For nearly two decades, the SEI has been instrumental in the creation and development of the field of software engineering known as software architecture. The software architecture of a program or computing system is a depiction of the system that fosters understanding of how the system will behave.

In the three webinars, SEI researchers Rob Wojcik, Felix Bachmann, and John Klein share insights from their work, including

  • what software architecture is and why it is important
  • why architecture evaluation methods can continuously ensure the creation of successful systems
  • how a system-of-systems perspective improves the analysis of enterprise architectures

In the first webinar on software architecture fundamentals, Wojcik points out that “We say that an architecture is not just descriptive . . . [it] is also prescriptive. It defines constraints on the way people can implement the architecture in a system. . . . The wrong choice of architectural structure will prevent us from achieving certain qualities” such as security, performance, and availability.

### Dataset
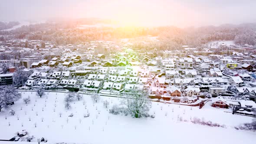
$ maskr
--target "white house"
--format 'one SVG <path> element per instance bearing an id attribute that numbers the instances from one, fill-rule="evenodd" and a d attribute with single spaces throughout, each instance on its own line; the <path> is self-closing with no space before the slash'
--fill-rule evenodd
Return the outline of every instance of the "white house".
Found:
<path id="1" fill-rule="evenodd" d="M 108 80 L 111 82 L 115 82 L 117 78 L 117 76 L 115 75 L 109 75 L 108 78 Z"/>
<path id="2" fill-rule="evenodd" d="M 37 85 L 46 85 L 49 81 L 49 80 L 47 79 L 41 79 L 37 83 Z"/>
<path id="3" fill-rule="evenodd" d="M 77 81 L 75 79 L 70 79 L 67 84 L 68 86 L 75 87 L 77 85 Z"/>
<path id="4" fill-rule="evenodd" d="M 96 77 L 97 77 L 96 74 L 90 74 L 90 75 L 89 75 L 89 76 L 88 76 L 88 78 L 87 78 L 87 79 L 88 79 L 89 80 L 93 80 L 96 79 Z"/>
<path id="5" fill-rule="evenodd" d="M 69 81 L 69 79 L 62 79 L 60 81 L 59 84 L 62 86 L 66 85 L 67 85 Z"/>
<path id="6" fill-rule="evenodd" d="M 34 72 L 31 74 L 31 76 L 32 78 L 38 77 L 40 76 L 40 72 Z"/>
<path id="7" fill-rule="evenodd" d="M 47 79 L 48 76 L 48 73 L 47 72 L 41 72 L 39 77 L 41 79 Z"/>
<path id="8" fill-rule="evenodd" d="M 167 70 L 165 71 L 165 77 L 166 78 L 179 78 L 179 71 L 175 70 Z"/>
<path id="9" fill-rule="evenodd" d="M 199 88 L 189 87 L 185 90 L 185 95 L 186 96 L 191 96 L 197 95 L 200 93 Z"/>
<path id="10" fill-rule="evenodd" d="M 123 82 L 126 80 L 126 77 L 125 76 L 118 76 L 116 79 L 116 82 Z"/>
<path id="11" fill-rule="evenodd" d="M 105 82 L 103 84 L 103 89 L 111 89 L 113 84 L 113 82 Z"/>
<path id="12" fill-rule="evenodd" d="M 27 86 L 33 86 L 36 85 L 36 81 L 34 80 L 28 79 L 25 84 Z"/>
<path id="13" fill-rule="evenodd" d="M 98 75 L 96 77 L 96 80 L 98 81 L 104 81 L 106 78 L 106 75 Z"/>
<path id="14" fill-rule="evenodd" d="M 59 83 L 57 79 L 51 79 L 46 84 L 46 85 L 55 85 Z"/>
<path id="15" fill-rule="evenodd" d="M 83 84 L 83 85 L 85 87 L 90 88 L 92 83 L 92 81 L 89 80 L 85 80 L 84 82 L 84 83 Z"/>
<path id="16" fill-rule="evenodd" d="M 240 76 L 231 76 L 228 79 L 231 85 L 235 85 L 236 87 L 242 86 L 243 81 L 241 79 Z"/>
<path id="17" fill-rule="evenodd" d="M 53 73 L 53 77 L 55 78 L 59 78 L 61 76 L 61 72 L 54 72 Z"/>
<path id="18" fill-rule="evenodd" d="M 196 71 L 185 71 L 185 77 L 186 78 L 194 78 L 197 75 L 197 73 Z"/>
<path id="19" fill-rule="evenodd" d="M 70 76 L 70 72 L 69 71 L 63 71 L 61 74 L 62 78 L 69 78 Z"/>
<path id="20" fill-rule="evenodd" d="M 129 83 L 130 84 L 136 84 L 138 81 L 138 77 L 131 77 L 129 79 Z"/>

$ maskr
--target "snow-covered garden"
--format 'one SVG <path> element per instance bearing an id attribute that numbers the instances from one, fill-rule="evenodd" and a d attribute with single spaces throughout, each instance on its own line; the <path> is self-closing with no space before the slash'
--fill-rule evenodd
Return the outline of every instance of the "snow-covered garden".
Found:
<path id="1" fill-rule="evenodd" d="M 11 106 L 14 115 L 4 108 L 0 112 L 0 139 L 10 139 L 24 129 L 35 136 L 33 141 L 44 137 L 51 144 L 252 144 L 256 137 L 255 132 L 234 128 L 251 122 L 253 117 L 232 115 L 230 109 L 213 108 L 207 103 L 199 109 L 152 102 L 149 114 L 154 118 L 135 118 L 109 112 L 121 98 L 101 96 L 96 102 L 90 95 L 81 94 L 68 109 L 67 93 L 46 92 L 42 98 L 35 92 L 20 93 L 22 98 Z M 30 101 L 24 99 L 29 97 Z M 199 118 L 220 126 L 191 122 Z"/>

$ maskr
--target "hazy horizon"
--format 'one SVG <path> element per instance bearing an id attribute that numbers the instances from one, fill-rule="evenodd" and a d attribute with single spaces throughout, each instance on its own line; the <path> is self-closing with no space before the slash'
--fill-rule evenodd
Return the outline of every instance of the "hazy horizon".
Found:
<path id="1" fill-rule="evenodd" d="M 256 22 L 255 6 L 253 0 L 4 0 L 0 21 L 95 17 L 124 26 L 217 26 Z"/>

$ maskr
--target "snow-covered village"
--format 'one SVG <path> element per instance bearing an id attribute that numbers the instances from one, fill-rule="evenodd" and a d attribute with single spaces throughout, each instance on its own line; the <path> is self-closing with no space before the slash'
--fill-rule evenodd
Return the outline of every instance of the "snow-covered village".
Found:
<path id="1" fill-rule="evenodd" d="M 256 141 L 254 22 L 1 16 L 0 144 Z"/>

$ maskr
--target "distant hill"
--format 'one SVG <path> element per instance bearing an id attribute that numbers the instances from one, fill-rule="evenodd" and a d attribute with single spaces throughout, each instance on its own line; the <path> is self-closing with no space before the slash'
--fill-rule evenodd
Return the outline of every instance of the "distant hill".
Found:
<path id="1" fill-rule="evenodd" d="M 0 30 L 10 29 L 19 24 L 20 24 L 19 22 L 10 22 L 9 23 L 0 22 Z"/>

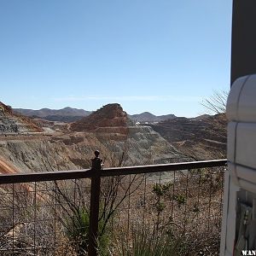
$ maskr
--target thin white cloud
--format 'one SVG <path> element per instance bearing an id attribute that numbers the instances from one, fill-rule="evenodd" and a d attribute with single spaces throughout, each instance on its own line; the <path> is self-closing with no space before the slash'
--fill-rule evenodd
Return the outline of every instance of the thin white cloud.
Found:
<path id="1" fill-rule="evenodd" d="M 69 96 L 63 97 L 54 97 L 55 102 L 83 102 L 83 101 L 116 101 L 116 102 L 199 102 L 205 96 Z"/>

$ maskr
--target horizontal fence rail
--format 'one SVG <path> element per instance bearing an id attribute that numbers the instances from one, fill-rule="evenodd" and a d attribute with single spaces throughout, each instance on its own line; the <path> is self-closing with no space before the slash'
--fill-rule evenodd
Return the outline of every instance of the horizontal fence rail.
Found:
<path id="1" fill-rule="evenodd" d="M 0 175 L 0 255 L 218 255 L 226 160 L 104 169 L 94 160 Z"/>
<path id="2" fill-rule="evenodd" d="M 106 168 L 101 170 L 100 176 L 110 177 L 110 176 L 117 176 L 117 175 L 129 175 L 129 174 L 161 172 L 179 171 L 179 170 L 189 170 L 189 169 L 196 169 L 196 168 L 217 167 L 217 166 L 225 166 L 226 163 L 227 163 L 227 160 L 212 160 L 174 163 L 174 164 Z M 85 178 L 85 177 L 92 177 L 93 176 L 94 176 L 94 172 L 92 172 L 91 169 L 42 172 L 32 172 L 32 173 L 1 174 L 0 184 Z"/>

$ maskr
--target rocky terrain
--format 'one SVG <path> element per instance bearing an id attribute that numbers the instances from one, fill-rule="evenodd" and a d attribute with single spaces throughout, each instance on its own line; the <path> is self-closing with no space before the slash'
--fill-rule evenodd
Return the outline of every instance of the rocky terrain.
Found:
<path id="1" fill-rule="evenodd" d="M 40 132 L 40 129 L 30 119 L 17 116 L 12 113 L 10 107 L 0 102 L 0 132 L 1 133 L 25 133 Z"/>
<path id="2" fill-rule="evenodd" d="M 92 113 L 92 111 L 77 109 L 70 107 L 61 109 L 42 108 L 39 110 L 14 108 L 14 112 L 17 114 L 22 114 L 31 118 L 44 119 L 49 121 L 59 121 L 66 123 L 78 121 Z M 128 117 L 134 122 L 140 123 L 160 122 L 169 119 L 176 118 L 176 116 L 172 113 L 165 115 L 154 115 L 149 112 L 143 112 L 137 114 L 128 114 Z"/>
<path id="3" fill-rule="evenodd" d="M 153 123 L 160 122 L 167 119 L 172 119 L 176 118 L 174 114 L 165 114 L 165 115 L 154 115 L 149 112 L 143 112 L 138 114 L 130 114 L 129 118 L 135 121 L 140 123 Z"/>
<path id="4" fill-rule="evenodd" d="M 62 130 L 40 119 L 38 125 L 44 132 L 0 136 L 2 173 L 89 168 L 96 149 L 105 167 L 188 160 L 151 127 L 135 126 L 119 104 L 108 104 Z"/>
<path id="5" fill-rule="evenodd" d="M 224 113 L 195 119 L 175 118 L 150 126 L 179 151 L 195 160 L 226 157 Z"/>
<path id="6" fill-rule="evenodd" d="M 119 104 L 114 103 L 108 104 L 88 117 L 71 124 L 70 130 L 73 131 L 97 131 L 101 129 L 102 132 L 111 132 L 115 128 L 119 133 L 126 134 L 127 127 L 131 125 L 132 122 L 128 118 L 126 112 L 123 111 Z"/>
<path id="7" fill-rule="evenodd" d="M 59 121 L 66 123 L 77 121 L 91 113 L 91 111 L 73 108 L 70 107 L 67 107 L 62 109 L 42 108 L 39 110 L 14 108 L 14 112 L 16 114 L 22 114 L 28 117 L 38 119 L 41 118 L 49 121 Z"/>

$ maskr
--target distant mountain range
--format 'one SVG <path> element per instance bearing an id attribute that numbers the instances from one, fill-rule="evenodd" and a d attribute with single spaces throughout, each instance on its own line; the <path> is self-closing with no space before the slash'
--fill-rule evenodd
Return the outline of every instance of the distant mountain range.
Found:
<path id="1" fill-rule="evenodd" d="M 42 108 L 39 110 L 33 110 L 14 108 L 13 110 L 17 114 L 22 114 L 33 118 L 40 118 L 49 121 L 61 121 L 67 123 L 77 121 L 92 113 L 91 111 L 73 108 L 70 107 L 61 109 Z"/>
<path id="2" fill-rule="evenodd" d="M 42 108 L 39 110 L 14 108 L 15 113 L 33 118 L 40 118 L 49 121 L 61 121 L 61 122 L 75 122 L 82 118 L 90 115 L 92 111 L 86 111 L 84 109 L 73 108 L 70 107 L 61 109 L 49 109 Z M 154 115 L 149 112 L 143 112 L 138 114 L 128 114 L 128 117 L 135 121 L 140 123 L 153 123 L 174 119 L 174 114 Z"/>

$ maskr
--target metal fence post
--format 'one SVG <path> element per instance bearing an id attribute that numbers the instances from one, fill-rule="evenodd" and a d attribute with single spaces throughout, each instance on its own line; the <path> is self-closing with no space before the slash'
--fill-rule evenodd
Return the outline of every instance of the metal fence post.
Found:
<path id="1" fill-rule="evenodd" d="M 95 158 L 91 160 L 92 177 L 90 183 L 90 224 L 89 224 L 89 256 L 97 255 L 98 244 L 98 220 L 100 207 L 100 190 L 102 160 L 99 158 L 100 152 L 95 151 Z"/>

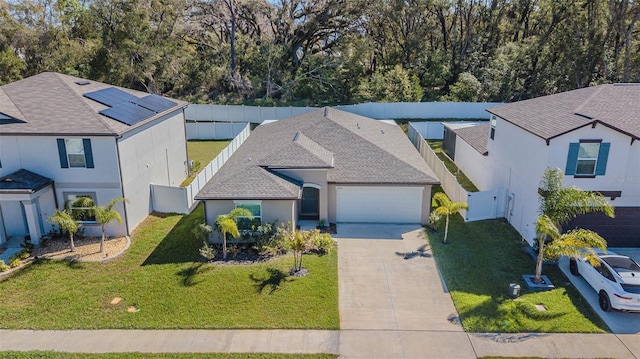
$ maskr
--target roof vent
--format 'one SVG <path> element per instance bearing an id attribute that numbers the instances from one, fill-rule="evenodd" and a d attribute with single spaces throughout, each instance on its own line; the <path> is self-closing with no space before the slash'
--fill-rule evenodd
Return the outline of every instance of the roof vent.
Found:
<path id="1" fill-rule="evenodd" d="M 580 116 L 580 117 L 584 117 L 584 118 L 586 118 L 587 120 L 593 120 L 593 117 L 591 117 L 591 116 L 589 116 L 589 115 L 585 115 L 585 114 L 583 114 L 583 113 L 576 112 L 576 113 L 574 113 L 574 115 L 577 115 L 577 116 Z"/>

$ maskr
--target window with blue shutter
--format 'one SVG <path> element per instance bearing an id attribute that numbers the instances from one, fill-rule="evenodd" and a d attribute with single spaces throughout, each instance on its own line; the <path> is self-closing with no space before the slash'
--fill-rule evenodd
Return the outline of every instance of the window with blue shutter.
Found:
<path id="1" fill-rule="evenodd" d="M 605 174 L 610 143 L 601 140 L 581 140 L 569 144 L 565 175 L 595 177 Z"/>
<path id="2" fill-rule="evenodd" d="M 58 156 L 62 168 L 94 168 L 93 150 L 89 138 L 58 138 Z"/>

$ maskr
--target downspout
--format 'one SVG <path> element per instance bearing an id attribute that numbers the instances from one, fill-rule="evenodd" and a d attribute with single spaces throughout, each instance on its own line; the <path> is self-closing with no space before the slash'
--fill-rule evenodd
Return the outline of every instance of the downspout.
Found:
<path id="1" fill-rule="evenodd" d="M 116 140 L 116 153 L 118 154 L 118 177 L 120 178 L 120 191 L 122 192 L 122 198 L 127 198 L 124 193 L 124 181 L 122 180 L 122 161 L 120 160 L 120 146 L 119 140 L 122 138 L 122 135 L 119 135 L 115 138 Z M 124 211 L 124 228 L 127 230 L 127 235 L 130 236 L 129 232 L 129 216 L 127 216 L 127 202 L 122 202 L 122 208 Z"/>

### Objective
Continue the text above about the SEI's software architecture webinars, starting right after its final sentence.

### Result of the exercise
In his webinar on improved architecture practice, Bachmann examines an architecture-centric engineering approach to system development. In this approach, an organization’s business or mission goals drive the design of an architecture, and the system is built from that architecture in a way that satisfies qualities important to achieving those goals.

The purpose of an architecture evaluation, Bachmann says, is to answer this question: “Will the designed system solution have the properties to make the organization successful?”

Discussing enterprise architecture, Klein notes in his webinar that the SEI takes a system-of-systems view of enterprise architecture. “Taking that perspective is useful for us for analysis and evaluation.”